Part of a data file:
-- -- --

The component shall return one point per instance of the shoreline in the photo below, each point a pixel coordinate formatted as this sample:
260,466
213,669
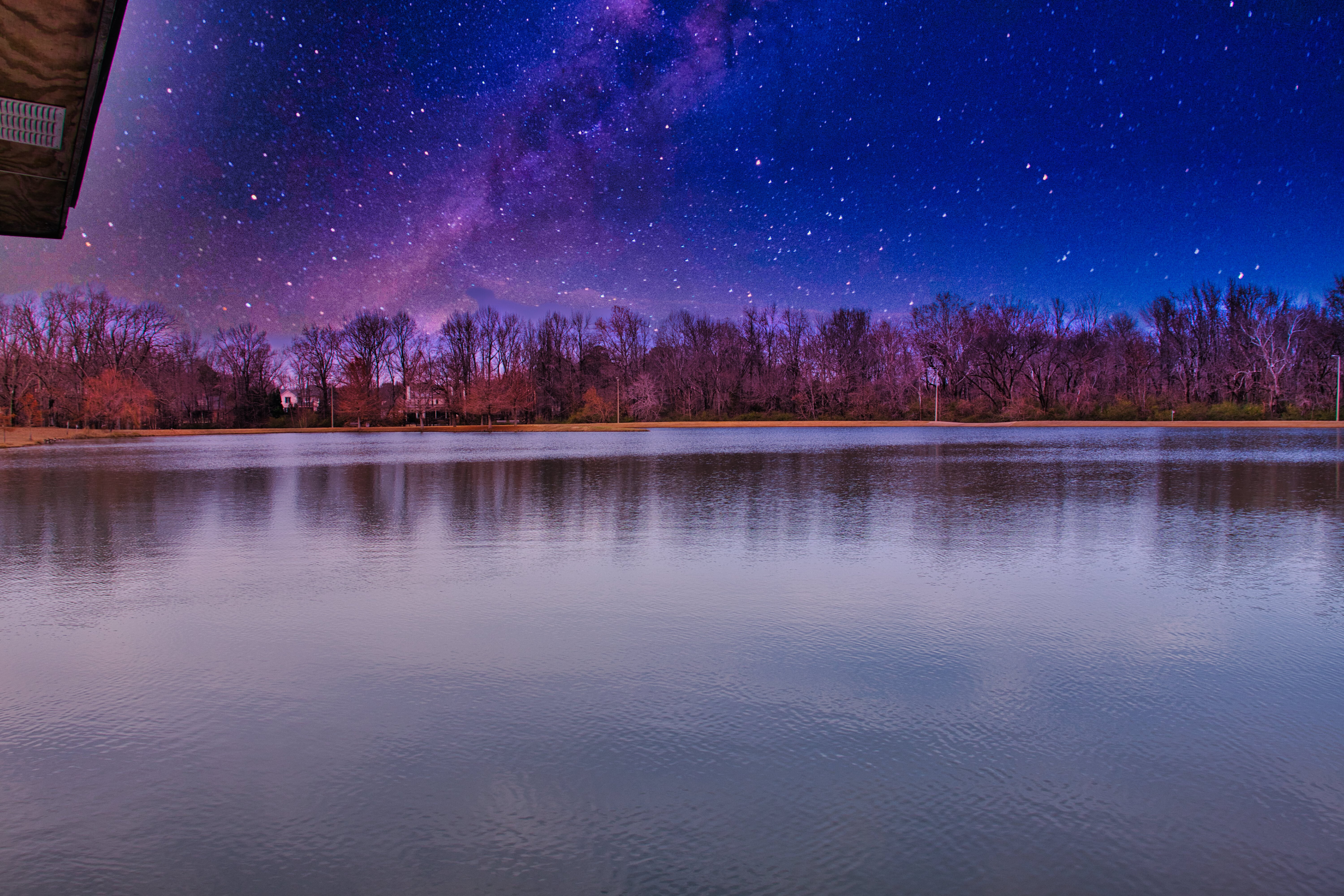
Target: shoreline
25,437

-- -- --

Please rewrite the listing above with every "shoreline" changed to "coastline" and nothing else altered. Omit the picture from your version.

The component shall return one point per instance of the coastline in the photo below, each point a pixel coordinate formatted as this sample:
260,466
213,669
Target: coastline
25,437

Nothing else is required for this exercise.